# WHAT YOU SHOULD DO
Set down exactly the stretch of lines below that opens at the line containing "Target: dark-haired woman" and continues through the last line of the entries, and nothing else.

# INFORMATION GIVEN
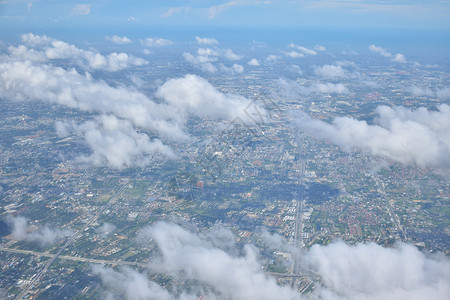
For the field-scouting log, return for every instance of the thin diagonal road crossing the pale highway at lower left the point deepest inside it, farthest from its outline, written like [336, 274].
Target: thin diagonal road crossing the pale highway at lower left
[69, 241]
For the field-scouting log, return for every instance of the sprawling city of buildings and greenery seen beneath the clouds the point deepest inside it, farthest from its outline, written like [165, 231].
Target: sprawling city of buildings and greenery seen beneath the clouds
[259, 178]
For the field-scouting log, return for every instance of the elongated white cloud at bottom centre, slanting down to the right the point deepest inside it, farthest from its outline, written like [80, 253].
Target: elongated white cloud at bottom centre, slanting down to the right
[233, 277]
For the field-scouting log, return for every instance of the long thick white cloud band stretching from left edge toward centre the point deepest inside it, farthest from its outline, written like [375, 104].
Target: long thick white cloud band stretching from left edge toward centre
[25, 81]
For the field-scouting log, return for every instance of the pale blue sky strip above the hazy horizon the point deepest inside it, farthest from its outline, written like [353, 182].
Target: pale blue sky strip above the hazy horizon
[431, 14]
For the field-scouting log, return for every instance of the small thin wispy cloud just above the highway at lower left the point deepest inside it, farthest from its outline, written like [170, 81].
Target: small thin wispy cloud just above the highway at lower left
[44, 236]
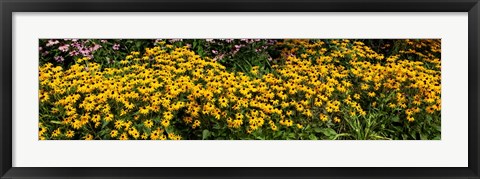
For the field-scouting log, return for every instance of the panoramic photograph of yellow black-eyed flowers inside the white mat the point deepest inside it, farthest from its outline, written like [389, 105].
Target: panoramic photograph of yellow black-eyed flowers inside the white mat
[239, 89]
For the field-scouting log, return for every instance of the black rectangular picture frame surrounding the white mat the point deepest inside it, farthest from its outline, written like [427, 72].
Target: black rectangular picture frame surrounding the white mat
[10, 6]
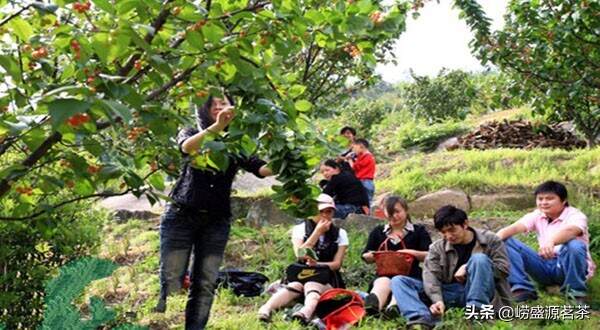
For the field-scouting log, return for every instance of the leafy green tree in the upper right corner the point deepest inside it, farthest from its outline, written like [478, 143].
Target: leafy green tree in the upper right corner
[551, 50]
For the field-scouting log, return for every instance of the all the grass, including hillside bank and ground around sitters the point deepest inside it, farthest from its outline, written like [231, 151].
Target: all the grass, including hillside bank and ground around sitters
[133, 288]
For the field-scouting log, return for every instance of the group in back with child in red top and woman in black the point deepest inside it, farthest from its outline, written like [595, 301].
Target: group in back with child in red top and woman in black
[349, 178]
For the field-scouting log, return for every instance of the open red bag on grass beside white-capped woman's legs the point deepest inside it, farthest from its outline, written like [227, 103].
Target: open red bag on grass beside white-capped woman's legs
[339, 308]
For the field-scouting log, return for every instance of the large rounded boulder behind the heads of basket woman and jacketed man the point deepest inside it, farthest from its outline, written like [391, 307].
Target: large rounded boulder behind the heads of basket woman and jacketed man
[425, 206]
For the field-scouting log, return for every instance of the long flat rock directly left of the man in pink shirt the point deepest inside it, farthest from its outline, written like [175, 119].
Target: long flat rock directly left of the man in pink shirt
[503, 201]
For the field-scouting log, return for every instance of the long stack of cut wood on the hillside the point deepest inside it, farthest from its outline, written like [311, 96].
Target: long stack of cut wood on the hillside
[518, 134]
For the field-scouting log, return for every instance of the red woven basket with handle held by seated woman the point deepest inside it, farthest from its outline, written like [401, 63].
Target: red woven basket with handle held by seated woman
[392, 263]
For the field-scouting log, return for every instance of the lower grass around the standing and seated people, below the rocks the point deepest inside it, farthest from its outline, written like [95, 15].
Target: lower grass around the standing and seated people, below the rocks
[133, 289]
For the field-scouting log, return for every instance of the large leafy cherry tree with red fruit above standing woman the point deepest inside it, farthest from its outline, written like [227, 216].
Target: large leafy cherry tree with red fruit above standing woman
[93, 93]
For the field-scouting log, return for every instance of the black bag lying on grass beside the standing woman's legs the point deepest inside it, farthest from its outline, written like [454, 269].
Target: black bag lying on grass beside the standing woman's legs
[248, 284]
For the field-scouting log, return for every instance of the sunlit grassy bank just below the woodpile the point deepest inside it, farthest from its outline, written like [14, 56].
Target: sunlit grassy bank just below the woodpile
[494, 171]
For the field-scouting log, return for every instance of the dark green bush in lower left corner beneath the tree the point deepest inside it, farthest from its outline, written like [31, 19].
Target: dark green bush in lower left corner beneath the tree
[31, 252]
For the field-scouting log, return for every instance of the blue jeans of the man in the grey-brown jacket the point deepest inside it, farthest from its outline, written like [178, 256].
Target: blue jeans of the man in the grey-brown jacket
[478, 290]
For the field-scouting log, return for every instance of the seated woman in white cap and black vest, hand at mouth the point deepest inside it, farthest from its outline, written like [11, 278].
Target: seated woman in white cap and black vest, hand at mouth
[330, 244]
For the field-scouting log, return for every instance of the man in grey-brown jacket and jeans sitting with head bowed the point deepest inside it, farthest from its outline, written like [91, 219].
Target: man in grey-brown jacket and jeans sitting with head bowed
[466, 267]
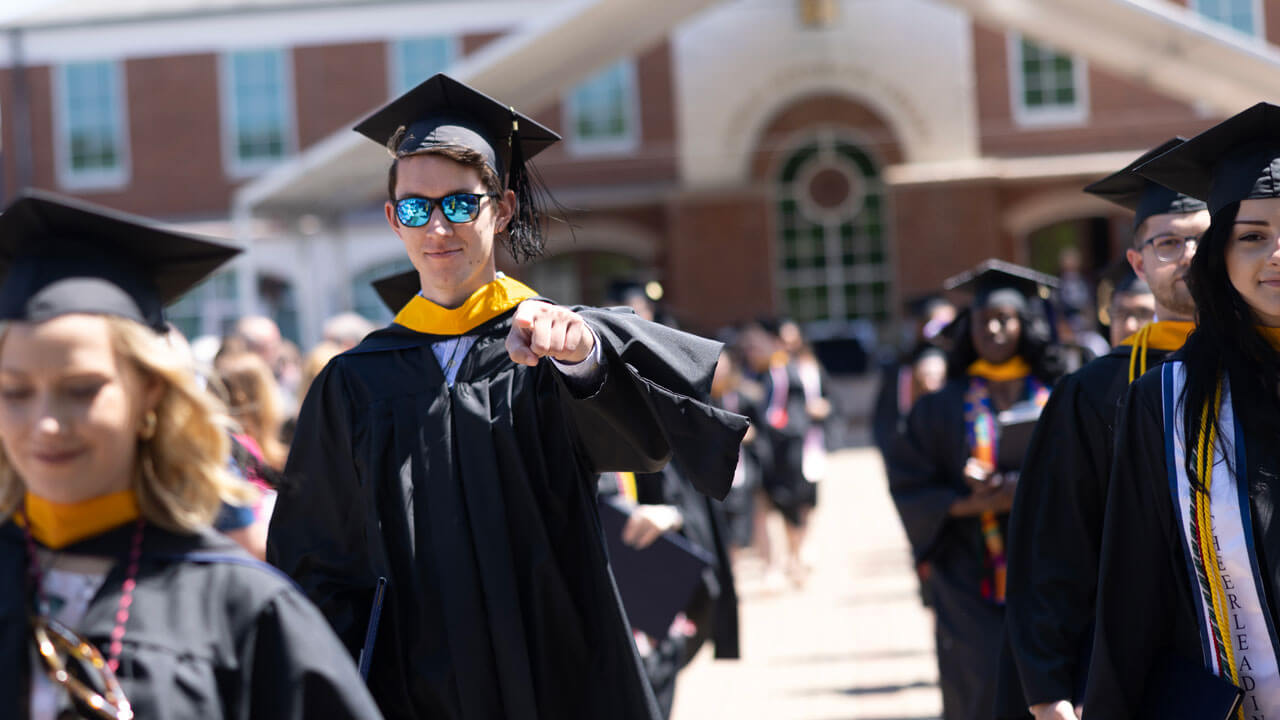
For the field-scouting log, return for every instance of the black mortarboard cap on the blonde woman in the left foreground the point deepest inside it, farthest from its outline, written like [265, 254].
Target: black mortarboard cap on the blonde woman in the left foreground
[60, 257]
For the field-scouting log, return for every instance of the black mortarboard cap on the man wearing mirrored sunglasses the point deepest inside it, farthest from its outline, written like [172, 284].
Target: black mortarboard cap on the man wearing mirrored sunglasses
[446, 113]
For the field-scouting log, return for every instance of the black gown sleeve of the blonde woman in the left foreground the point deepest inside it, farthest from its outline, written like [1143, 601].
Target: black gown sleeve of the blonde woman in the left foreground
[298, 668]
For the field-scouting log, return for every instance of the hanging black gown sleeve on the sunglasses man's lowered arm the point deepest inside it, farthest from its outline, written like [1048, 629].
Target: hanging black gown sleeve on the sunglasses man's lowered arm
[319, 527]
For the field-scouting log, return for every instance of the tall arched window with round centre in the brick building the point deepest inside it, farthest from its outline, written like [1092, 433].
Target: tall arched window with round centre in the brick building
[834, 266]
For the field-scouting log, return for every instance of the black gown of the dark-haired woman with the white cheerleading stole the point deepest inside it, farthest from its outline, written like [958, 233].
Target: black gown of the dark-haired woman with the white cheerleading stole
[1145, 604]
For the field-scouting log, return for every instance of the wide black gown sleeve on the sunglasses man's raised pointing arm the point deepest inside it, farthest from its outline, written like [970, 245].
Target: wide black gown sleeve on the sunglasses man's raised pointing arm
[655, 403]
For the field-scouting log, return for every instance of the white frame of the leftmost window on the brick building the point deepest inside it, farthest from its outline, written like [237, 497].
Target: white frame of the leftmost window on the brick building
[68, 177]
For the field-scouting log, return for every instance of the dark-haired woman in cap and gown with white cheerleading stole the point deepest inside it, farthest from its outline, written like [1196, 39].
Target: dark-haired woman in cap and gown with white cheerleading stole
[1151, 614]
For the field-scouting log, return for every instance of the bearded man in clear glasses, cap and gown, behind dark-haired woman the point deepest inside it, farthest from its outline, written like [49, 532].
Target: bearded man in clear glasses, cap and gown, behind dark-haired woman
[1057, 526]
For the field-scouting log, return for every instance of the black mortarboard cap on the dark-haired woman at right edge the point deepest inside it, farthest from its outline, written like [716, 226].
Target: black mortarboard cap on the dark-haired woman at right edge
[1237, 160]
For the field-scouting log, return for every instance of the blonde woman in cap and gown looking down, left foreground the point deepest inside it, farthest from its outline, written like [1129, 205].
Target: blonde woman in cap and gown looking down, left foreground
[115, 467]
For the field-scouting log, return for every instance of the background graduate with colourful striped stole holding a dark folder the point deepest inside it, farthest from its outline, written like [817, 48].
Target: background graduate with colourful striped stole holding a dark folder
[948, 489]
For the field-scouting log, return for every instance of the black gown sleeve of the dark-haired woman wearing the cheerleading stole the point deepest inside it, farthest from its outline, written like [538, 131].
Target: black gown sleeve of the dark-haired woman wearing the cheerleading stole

# SOLUTION FOR THIS TASK
Target: dark-haired woman in cap and gown with white cheerleading stole
[1151, 614]
For the field-scouting log, return for every instance of the bearded man in clear glasses, cap and gown, behind dark-haired woman the point deepest inside it, farthest from its outline, written like [49, 532].
Target: bearded man in clear glasses, cap and gown, behind dark-haired woman
[1057, 526]
For the field-scouting log, return for every instance of the black mortarboard cap on the dark-haired woman at right edge the point deepest inside it, farthest from its outline, written like [716, 226].
Target: black mortarboard cap on the dark-haired woman at right edge
[1237, 160]
For the field-scouting log, return for every instance of the blonde woman in cap and gown looking down, left foreground the point deepest inside it, farthest from its outline, written like [1129, 205].
Target: blonde woman in cap and gown looking down, left foreground
[115, 467]
For the field-scouting log, return for every instance of the background graduate with colourful striped stole holding a dark folder the point deepest inside it, farthest from its outline, written like [817, 48].
Target: background graduate with colourful striped stole holding a dark folder
[948, 489]
For the field-scouting log, return for every instance of the black gown sleeve of the dark-haired woman wearing the cheerleading stole the point deepest inside it, farthest from its outline, written like [538, 131].
Target: black gown sleeve of the dark-haired woman wearing the cheerleading stole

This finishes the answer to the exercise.